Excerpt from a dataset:
'''

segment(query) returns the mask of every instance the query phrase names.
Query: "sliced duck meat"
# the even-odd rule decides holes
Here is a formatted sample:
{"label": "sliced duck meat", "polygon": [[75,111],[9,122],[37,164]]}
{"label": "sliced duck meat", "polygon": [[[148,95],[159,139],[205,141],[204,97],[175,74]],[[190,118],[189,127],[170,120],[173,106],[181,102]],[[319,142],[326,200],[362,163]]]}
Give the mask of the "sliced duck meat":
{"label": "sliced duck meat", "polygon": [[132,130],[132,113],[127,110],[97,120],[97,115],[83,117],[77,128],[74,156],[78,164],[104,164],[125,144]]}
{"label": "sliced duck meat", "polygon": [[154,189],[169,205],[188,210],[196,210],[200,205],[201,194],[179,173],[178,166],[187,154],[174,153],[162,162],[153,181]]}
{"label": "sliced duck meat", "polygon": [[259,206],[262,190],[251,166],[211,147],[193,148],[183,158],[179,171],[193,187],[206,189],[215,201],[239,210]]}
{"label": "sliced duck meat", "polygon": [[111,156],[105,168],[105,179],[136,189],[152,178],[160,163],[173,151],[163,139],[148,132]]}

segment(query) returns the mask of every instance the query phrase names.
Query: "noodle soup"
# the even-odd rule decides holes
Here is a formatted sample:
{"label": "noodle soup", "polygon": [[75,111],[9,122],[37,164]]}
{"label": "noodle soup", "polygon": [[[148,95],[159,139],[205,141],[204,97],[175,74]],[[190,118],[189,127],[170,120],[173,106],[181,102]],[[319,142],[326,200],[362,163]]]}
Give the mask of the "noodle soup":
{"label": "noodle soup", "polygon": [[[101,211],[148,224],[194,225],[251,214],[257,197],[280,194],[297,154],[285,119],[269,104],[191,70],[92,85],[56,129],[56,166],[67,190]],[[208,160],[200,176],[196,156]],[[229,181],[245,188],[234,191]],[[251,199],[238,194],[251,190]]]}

'''
'''

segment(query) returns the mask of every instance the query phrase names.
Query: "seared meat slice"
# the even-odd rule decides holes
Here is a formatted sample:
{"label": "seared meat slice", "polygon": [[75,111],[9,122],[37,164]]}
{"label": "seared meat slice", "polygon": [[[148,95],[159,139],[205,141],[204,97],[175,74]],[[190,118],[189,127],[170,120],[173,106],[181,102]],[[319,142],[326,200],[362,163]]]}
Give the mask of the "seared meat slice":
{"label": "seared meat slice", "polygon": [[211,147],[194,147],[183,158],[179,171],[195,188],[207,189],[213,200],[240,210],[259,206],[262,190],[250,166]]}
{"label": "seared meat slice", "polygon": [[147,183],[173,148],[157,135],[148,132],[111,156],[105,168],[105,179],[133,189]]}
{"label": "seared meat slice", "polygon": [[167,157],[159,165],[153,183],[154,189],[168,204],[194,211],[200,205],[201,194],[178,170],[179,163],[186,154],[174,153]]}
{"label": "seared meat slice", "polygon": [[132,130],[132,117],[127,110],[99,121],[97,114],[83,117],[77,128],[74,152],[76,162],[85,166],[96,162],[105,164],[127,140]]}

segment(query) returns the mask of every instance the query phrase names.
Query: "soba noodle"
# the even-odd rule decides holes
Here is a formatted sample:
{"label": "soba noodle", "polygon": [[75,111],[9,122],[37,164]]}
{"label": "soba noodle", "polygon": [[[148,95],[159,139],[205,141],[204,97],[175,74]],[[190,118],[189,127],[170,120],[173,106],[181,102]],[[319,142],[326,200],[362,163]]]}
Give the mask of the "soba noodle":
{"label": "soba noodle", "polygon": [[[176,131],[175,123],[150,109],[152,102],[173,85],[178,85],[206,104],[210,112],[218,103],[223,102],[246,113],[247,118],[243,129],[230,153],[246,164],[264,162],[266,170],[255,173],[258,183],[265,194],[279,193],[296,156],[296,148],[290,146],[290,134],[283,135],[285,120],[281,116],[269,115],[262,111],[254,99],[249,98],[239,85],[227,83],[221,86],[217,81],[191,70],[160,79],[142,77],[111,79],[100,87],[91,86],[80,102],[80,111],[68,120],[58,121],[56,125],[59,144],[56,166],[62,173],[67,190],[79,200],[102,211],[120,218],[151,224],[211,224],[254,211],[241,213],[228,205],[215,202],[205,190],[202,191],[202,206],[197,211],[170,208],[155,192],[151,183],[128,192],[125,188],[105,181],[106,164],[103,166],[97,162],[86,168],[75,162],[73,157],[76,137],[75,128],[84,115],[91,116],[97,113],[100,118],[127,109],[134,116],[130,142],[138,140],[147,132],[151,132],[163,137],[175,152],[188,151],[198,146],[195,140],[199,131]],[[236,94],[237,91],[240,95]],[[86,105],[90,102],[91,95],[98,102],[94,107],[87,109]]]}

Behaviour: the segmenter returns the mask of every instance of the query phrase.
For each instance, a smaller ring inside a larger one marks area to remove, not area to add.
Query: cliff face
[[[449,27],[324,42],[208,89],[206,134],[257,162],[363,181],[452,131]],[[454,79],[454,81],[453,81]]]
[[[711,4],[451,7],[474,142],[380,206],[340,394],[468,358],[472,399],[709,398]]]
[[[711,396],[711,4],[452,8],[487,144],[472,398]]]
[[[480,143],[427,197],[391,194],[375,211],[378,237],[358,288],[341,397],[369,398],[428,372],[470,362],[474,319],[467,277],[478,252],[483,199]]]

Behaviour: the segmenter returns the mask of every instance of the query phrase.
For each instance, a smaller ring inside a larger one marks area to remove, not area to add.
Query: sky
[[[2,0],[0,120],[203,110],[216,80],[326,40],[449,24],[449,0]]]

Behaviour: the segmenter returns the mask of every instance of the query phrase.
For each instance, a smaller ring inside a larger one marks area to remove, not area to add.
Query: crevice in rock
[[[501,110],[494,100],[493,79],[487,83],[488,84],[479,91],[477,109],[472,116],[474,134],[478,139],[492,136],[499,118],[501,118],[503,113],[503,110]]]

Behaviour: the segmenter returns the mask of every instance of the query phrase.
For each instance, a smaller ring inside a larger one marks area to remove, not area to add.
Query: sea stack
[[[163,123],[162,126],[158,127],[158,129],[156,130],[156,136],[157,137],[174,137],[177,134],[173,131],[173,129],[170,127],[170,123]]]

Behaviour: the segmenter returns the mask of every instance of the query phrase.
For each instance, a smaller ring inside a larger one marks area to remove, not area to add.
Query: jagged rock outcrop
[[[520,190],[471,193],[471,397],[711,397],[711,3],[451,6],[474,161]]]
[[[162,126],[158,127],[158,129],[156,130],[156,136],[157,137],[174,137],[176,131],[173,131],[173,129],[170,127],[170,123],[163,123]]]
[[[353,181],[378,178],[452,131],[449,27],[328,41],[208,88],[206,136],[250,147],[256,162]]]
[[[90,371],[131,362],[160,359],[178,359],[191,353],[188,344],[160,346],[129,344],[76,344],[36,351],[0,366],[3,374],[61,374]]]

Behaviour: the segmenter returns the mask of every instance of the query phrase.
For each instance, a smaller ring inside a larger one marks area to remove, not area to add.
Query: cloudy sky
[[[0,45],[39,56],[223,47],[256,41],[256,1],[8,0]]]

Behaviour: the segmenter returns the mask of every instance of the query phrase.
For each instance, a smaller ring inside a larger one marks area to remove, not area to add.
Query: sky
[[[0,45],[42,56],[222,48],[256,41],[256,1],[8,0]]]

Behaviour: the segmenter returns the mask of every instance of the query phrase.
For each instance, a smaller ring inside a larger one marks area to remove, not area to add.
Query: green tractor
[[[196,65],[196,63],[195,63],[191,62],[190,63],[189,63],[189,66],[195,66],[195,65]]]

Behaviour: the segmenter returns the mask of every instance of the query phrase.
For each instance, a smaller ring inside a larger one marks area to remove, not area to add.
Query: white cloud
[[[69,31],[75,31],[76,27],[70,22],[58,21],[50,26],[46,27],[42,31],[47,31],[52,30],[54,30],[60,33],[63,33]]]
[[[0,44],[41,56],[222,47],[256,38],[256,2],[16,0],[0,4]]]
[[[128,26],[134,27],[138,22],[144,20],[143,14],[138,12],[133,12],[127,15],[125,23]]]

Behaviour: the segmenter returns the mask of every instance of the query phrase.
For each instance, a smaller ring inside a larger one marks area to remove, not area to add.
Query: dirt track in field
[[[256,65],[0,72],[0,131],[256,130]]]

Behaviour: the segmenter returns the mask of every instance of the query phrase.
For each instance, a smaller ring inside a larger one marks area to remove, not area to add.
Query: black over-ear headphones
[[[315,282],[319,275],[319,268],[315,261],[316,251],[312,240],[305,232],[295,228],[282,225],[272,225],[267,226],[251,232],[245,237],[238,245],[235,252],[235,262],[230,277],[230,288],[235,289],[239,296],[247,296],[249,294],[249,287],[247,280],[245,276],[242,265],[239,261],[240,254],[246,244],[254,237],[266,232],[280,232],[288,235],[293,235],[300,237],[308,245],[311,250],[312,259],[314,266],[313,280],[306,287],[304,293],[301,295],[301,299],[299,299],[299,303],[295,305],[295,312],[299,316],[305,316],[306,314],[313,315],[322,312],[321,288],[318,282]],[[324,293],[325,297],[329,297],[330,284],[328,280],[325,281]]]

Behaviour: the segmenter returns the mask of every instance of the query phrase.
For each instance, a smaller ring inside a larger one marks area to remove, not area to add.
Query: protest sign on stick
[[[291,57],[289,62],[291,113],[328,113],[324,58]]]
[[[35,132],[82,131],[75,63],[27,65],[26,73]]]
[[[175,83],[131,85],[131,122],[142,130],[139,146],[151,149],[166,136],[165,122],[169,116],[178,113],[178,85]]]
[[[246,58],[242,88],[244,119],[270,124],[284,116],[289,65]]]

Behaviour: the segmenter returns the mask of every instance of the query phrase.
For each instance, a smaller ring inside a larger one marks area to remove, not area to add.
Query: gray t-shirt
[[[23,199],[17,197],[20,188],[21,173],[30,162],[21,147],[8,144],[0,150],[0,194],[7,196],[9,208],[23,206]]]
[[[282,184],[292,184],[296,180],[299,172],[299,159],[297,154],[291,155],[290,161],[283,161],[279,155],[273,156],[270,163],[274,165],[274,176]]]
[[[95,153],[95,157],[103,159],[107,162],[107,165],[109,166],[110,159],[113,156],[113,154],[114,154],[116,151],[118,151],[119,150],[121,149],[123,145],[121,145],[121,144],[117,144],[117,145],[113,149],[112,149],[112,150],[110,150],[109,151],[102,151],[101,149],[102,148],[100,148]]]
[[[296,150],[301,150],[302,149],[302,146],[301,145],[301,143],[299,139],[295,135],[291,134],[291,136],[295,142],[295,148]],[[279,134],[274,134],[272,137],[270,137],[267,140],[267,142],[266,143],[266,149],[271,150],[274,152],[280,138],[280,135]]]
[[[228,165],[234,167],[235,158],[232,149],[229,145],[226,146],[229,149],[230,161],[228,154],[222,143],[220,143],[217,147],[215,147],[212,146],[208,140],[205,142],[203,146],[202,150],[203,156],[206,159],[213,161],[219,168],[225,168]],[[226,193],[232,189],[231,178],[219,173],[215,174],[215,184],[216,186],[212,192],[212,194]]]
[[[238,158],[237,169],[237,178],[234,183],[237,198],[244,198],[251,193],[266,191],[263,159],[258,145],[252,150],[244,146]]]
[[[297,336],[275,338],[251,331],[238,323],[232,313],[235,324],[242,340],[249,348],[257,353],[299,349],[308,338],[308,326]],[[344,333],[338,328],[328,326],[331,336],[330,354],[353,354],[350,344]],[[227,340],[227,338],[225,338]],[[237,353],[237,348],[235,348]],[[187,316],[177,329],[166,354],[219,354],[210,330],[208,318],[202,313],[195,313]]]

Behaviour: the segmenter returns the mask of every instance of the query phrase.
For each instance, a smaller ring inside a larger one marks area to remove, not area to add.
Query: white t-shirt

'''

» WHAT IS REQUIRED
Count the lines of the records above that contain the word "Give", treating uppercase and lowercase as different. Reply with the number only.

» WRITTEN RESPONSE
4